(Coordinate labeling data)
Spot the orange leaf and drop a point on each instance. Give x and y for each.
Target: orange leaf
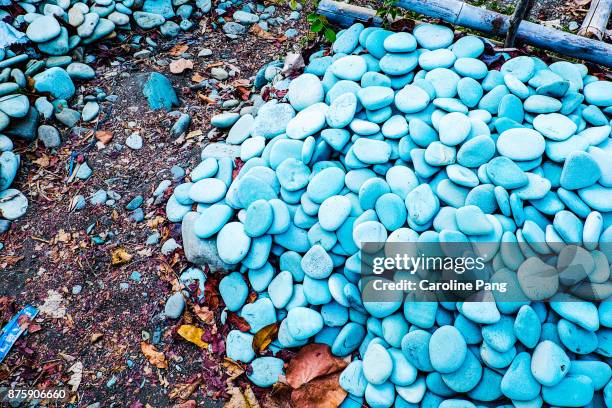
(324, 392)
(104, 136)
(264, 337)
(180, 65)
(155, 357)
(312, 361)
(178, 49)
(192, 334)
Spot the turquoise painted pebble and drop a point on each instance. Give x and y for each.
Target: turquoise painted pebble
(411, 138)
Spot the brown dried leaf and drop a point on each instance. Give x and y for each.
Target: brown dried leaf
(193, 334)
(180, 65)
(312, 361)
(324, 392)
(178, 49)
(156, 358)
(120, 256)
(104, 136)
(184, 391)
(264, 337)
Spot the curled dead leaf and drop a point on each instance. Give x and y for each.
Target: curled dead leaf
(324, 392)
(104, 136)
(156, 358)
(120, 256)
(264, 337)
(312, 361)
(180, 65)
(192, 334)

Directions -
Write out all the records above again, requests included, but shift every coordinate in the answers by adding 21 to each number. Leave the pictures out.

Written answer -
Spot the orange leaf and drop a point on each instance. Give x and y for each.
Target: orange leaf
(345, 413)
(125, 157)
(285, 358)
(201, 86)
(176, 378)
(333, 382)
(199, 70)
(213, 355)
Spot the turquoise painted pebble and drop a point on each instance. Give x and y for each.
Target: turquoise painted pebble
(432, 159)
Spot the brown dried leaf and drop a point on each instance. Give x and y for each.
Target: brown dried leaf
(214, 355)
(201, 86)
(333, 382)
(345, 413)
(199, 70)
(177, 379)
(141, 277)
(125, 157)
(205, 412)
(285, 358)
Spot the curled dead leaf and drop a point on each instance. Give x and y for each.
Target: curled dead leaf
(345, 413)
(125, 157)
(177, 379)
(141, 277)
(285, 358)
(333, 382)
(201, 86)
(213, 355)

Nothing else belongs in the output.